TASK DETAILS: Write out the lines below exactly as they appear, leaving out the pictures.

DATA LINES:
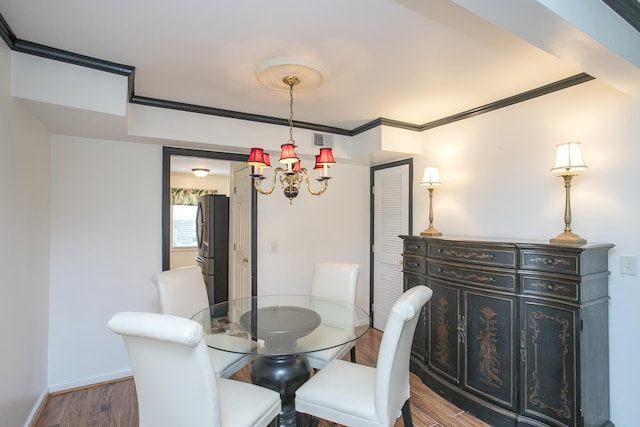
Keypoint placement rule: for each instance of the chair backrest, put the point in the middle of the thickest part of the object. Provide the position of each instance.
(336, 280)
(182, 291)
(173, 373)
(392, 376)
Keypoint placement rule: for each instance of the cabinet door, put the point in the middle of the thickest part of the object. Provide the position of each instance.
(419, 346)
(489, 347)
(444, 328)
(549, 337)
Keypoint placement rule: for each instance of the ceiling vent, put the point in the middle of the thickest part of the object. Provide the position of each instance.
(322, 140)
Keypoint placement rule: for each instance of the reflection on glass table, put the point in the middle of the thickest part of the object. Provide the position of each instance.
(279, 330)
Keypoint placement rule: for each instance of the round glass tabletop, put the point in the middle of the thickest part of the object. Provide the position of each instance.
(281, 324)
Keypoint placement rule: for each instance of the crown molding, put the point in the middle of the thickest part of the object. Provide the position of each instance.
(632, 7)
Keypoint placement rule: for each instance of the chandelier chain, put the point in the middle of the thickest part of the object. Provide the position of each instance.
(291, 83)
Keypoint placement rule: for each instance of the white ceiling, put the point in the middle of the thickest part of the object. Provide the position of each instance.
(413, 61)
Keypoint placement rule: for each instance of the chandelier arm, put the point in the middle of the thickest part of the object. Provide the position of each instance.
(257, 182)
(323, 183)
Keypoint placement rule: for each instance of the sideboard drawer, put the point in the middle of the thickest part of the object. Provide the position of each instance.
(496, 257)
(415, 246)
(414, 264)
(549, 261)
(484, 278)
(545, 286)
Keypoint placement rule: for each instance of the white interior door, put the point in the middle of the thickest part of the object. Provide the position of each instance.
(240, 242)
(390, 219)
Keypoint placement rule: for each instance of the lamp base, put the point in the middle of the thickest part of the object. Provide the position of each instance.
(568, 238)
(431, 231)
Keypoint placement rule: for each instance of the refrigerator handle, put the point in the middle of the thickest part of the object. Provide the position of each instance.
(199, 225)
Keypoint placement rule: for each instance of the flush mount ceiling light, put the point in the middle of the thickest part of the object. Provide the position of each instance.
(279, 74)
(200, 172)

OUTPUT OF THE TASK:
Keypoint placement rule: for each instance of the chair backrest, put the point in the middle of the thickest part of the object. Provide the position of each instance.
(336, 280)
(182, 291)
(173, 373)
(392, 376)
Keypoint placement rule: for each instance of the cabinet door, put the point in the middle of the thickest part of the object. Provide the position of each instance.
(419, 346)
(489, 347)
(444, 328)
(549, 337)
Keypoint placement rule: for each instance of the ceiling vent, put the point in the middle of the thickest part of the object. Provide the position of each instance.
(322, 140)
Keypoint placement rule: for each instance of the reflection on glass table, put the point in the middle of the thickest part of the object. Provide the position of each instance.
(279, 330)
Keypoint placement rule: for each instance of the round glass tabletop, put the point in the middle of the thickest part of the object. Provide the position of each instance.
(281, 324)
Keypoint placement rule: for each instance of the crown molding, put the point in the middle of the thickest part of the object. Provide the position of each instance.
(632, 7)
Keypoint placement rule: for each instance of the chandelier chain, put the point in the middle of the thickest part of the object. Provide the position of each instance.
(291, 83)
Keypoint placement rule: for each instance of the white ceiling, put the point in the middle of the thickest part of the object. Provide the position of each instance.
(413, 61)
Keypoint placement rule: for each instance of the chandelier arm, put the point in the middle of the thickest part of the object. Provide the position of each instance.
(257, 182)
(323, 183)
Keypoint placement rule: for each instance of the sideboard drawer, put the point in the middle of the thickest part of the object. Provide the position of each instance.
(496, 257)
(415, 246)
(414, 264)
(549, 261)
(484, 278)
(545, 286)
Keypoint placement rule: for each instance of the white interior door, put the point in the middle of the thickest part of the object. Provide the position of each instance.
(240, 242)
(390, 219)
Keypoint placement rule: for each instance of the lamp base, put the point in the middle of the thickest part of the object. Provide the position of each instance.
(568, 238)
(431, 231)
Keypoint placement rule: for each instance of the refrigerator handle, put the point in the middle of the thickest part of the object. Provide the position of each instance.
(199, 225)
Keypoint placement rule: for each instance of the flush mount ceiling light, put the point in the middle of the thickest part of the object. Provide the position of each instance.
(279, 74)
(200, 172)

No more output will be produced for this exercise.